■ TASK DETAILS ■
Each record below needs to be retyped exactly.

■ Dataset entries ■
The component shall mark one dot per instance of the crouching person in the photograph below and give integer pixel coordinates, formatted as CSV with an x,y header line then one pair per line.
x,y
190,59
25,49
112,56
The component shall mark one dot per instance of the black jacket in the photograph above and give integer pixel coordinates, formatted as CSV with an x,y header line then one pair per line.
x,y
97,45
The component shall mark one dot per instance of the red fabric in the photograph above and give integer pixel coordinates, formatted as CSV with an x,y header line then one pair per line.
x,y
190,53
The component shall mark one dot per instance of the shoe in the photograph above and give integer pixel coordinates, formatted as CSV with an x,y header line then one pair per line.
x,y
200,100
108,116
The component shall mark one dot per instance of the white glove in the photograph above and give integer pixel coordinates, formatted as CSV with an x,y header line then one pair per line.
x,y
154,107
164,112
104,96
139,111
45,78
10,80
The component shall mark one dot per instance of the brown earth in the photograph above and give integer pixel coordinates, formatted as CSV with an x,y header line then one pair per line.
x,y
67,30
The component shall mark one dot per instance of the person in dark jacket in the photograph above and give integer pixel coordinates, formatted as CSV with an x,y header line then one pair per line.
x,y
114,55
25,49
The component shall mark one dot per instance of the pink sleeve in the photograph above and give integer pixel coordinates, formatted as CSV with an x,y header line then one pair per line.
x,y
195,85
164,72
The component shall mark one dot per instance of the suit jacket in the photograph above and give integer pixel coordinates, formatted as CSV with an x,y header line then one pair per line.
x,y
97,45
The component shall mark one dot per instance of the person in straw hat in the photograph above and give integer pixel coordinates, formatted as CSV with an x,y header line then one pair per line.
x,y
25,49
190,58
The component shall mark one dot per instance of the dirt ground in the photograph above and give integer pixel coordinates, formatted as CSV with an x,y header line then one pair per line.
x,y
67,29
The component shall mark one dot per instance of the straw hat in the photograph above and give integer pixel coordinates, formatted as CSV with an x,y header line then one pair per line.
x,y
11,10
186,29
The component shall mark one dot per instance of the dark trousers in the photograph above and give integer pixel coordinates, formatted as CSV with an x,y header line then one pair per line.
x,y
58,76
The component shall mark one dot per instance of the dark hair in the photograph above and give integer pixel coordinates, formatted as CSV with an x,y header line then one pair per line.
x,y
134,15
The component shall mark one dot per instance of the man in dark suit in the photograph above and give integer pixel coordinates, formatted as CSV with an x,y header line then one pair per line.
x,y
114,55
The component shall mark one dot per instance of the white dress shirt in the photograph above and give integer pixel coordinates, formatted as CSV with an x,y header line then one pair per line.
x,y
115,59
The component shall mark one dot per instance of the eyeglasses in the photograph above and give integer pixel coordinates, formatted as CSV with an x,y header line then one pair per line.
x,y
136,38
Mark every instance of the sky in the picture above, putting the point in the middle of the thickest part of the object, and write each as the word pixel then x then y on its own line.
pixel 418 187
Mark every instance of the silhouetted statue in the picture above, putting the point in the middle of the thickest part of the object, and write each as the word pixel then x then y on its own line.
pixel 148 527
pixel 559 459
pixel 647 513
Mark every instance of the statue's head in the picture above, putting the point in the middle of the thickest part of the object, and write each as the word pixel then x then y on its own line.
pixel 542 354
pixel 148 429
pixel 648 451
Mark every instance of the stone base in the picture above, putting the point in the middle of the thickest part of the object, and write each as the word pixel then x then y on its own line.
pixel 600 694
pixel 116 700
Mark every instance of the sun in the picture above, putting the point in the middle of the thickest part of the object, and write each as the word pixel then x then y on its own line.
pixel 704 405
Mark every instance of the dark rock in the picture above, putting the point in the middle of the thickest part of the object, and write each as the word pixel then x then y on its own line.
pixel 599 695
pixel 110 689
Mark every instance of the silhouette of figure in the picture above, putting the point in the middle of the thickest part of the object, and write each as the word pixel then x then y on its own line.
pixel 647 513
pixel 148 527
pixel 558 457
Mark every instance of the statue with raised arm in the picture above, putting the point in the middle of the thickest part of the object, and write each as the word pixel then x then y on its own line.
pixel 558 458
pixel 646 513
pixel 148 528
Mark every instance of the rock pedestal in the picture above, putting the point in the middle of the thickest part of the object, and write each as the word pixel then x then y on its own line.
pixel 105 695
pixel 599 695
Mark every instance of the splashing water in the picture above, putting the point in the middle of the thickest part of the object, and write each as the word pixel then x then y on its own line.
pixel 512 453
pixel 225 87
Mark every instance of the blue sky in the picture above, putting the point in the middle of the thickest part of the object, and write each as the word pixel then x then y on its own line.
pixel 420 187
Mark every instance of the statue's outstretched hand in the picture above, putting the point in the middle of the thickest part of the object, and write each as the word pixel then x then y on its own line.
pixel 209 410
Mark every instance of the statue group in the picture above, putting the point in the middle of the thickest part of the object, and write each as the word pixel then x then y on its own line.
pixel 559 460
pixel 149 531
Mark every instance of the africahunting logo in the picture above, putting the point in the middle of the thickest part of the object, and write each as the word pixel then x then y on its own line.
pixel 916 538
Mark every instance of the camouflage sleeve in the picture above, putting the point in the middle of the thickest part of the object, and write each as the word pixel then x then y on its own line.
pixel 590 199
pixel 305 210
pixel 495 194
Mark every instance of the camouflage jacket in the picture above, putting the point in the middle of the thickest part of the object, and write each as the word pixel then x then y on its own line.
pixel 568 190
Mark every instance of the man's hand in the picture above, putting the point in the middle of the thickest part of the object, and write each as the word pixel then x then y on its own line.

■ WRITTEN ANSWER ■
The component shall mark one dot per instance of the crouching person in the photograph below and give integer pixel coordinates, formatted as CSV with an x,y header line then one pair per line.
x,y
190,59
25,49
112,56
The component shall mark one dot per instance of the black jacket in the photograph above and give integer pixel coordinates, formatted as CSV with an x,y header line then one pair per line.
x,y
97,45
The component shall mark one dot per instance of the red fabric in the photograph above and give integer pixel coordinates, formatted as CSV with an x,y header line then one pair per line.
x,y
190,53
The component shall mark one dot per instance of the shoe in the photograph above and give integer pixel coordinates, formatted as CSV with an x,y header line then one pair per line.
x,y
200,100
108,116
The component shall mark one dot per instance of the white glove in the photograph above and give integer pixel coordinates, formatted as CSV with an x,y header line then one pair per line.
x,y
154,107
164,112
104,96
139,111
45,78
10,80
The component shall mark one dot per instance of the brown earth in the photograph above and give integer pixel coordinates, formatted as CSV with an x,y header line then one pair per line.
x,y
67,30
The component shall mark one dot per instance of the person in dark jacket in the photograph above and give integer pixel coordinates, formatted as CSV with an x,y header line then one pair per line.
x,y
114,55
25,49
The component shall mark one dot per instance of the pink sleeve in the photograph above and give integer pixel coordinates, formatted as CSV with an x,y header line then one pair per line.
x,y
195,85
164,72
The component shall mark one dot per instance of the suit jacket in the photograph above and give integer pixel coordinates, formatted as CSV with an x,y header line then one pair per line.
x,y
97,45
The component shall mark one dot per instance of the person in straw hat in the photograph above and give integer pixel coordinates, formatted as CSV with an x,y header line then one pair per line.
x,y
25,49
190,58
The component shall mark one dot per instance of the dirt ground in the photograph above and give integer pixel coordinates, formatted as CSV with an x,y header line then one pair per line.
x,y
67,29
The component shall mark one dot per instance of the straw hat in the photograph above and give integer pixel coordinates, formatted as CSV with an x,y header line then one pair per line.
x,y
11,10
186,29
The component shall mark one dot per instance of the dark trousers in the photograph above and give integer pixel coordinates, formatted as CSV with an x,y header line then one pair per line.
x,y
58,76
The component shall mark one dot per instance of the dark hair in the photograph above and give integer pixel coordinates, formatted as CSV with an x,y header line then one pair per line.
x,y
134,15
The component shall mark one dot per instance of the man in dark suit in the photograph above and give integer pixel coordinates, formatted as CSV with an x,y header line then one pair per line.
x,y
114,55
The component shall mark one dot per instance of the white dress shirt in the photograph above and give integer pixel coordinates, formatted as CSV with an x,y header line then one pair per line.
x,y
115,59
The component shall mark one dot per instance of the eyeglasses in the photograph above and give integer pixel coordinates, formatted as CSV with an x,y header line then one pair per line.
x,y
136,38
Mark every instance of the sky in the picture above, putting the point in the middle of the thickest part of the object, and write each as the word pixel then x then y on its own line.
pixel 418 187
Mark every instance of the silhouetted statue in the picture above, putting the point in the middle of the thickest part of the object, and write each as the word pixel then x then y on its own line.
pixel 148 527
pixel 559 459
pixel 647 513
Mark every instance of the statue's head in the picture above, putting the point in the middle of the thickest part of the object, and write each as the word pixel then x then y on its own line.
pixel 542 354
pixel 148 429
pixel 648 451
Mark every instance of the stone base in the picture above, putting the point in the middle of the thickest part of the object, and write each as the word pixel then x then y on its own line.
pixel 600 694
pixel 116 700
Mark every instance of the sun in the picture above, putting the point in the middle of the thickest part of the object, and write each as the word pixel then x then y on its own line.
pixel 704 405
Mark every instance of the dark rock in the picture above, putting the point in the middle of the thickest part of the object, and write each as the word pixel then x then y on its own line.
pixel 599 695
pixel 110 689
Mark every instance of the silhouette of figure in the picture above, putting the point in the middle of the thickest part of the object, and write each as the word pixel then x then y on its own line.
pixel 647 513
pixel 148 527
pixel 558 457
Mark every instance of the statue with raised arm in the picture above, putting the point in the middle of the thickest part of the object, and write each as the word pixel then x then y on its own line.
pixel 558 458
pixel 646 513
pixel 148 528
Mark every instance of the rock pedestal in the picture above, putting the point in the middle of the thickest part of the object, and write each as the word pixel then x then y on its own line.
pixel 105 695
pixel 599 695
Mark every instance of the splashing water in the picture above, putting the point in the middle of the thickest part of the object, and write each as the word pixel then x then y on its own line.
pixel 512 453
pixel 225 87
Mark every instance of the blue sky in the picture above, putting the point in the middle of the thickest part of the object, and write each as the word pixel then x then y on its own line.
pixel 420 187
Mark every instance of the statue's outstretched hand in the picture above, putting the point in the middle of the thickest part of the object, and write each as the word pixel then x then y on its own line.
pixel 209 410
Mark every instance of the statue group in the picture above, putting the point in the middle of the thickest part of the object, and write each as the word pixel then x then y on its own line.
pixel 559 460
pixel 149 531
Mark every instance of the africahunting logo in the picture above, putting the point in the middle of the thickest part of the object, and write each as the word pixel then x then y on its own line.
pixel 916 538
Mark every instance of the camouflage sleeve in the picture above, putting the point in the middle of the thickest part of the object, and write each as the word pixel then x then y on its own line.
pixel 590 199
pixel 305 210
pixel 495 194
Mark every instance of the camouflage jacket in the picture above, putting the point in the middle of the thickest part of the object, and write each as the word pixel then x then y on its own line.
pixel 568 190
Mark every instance of the man's hand in the picture above, putting the point in the middle of the thickest part of the object, and write each as the word pixel then x then y on its own line.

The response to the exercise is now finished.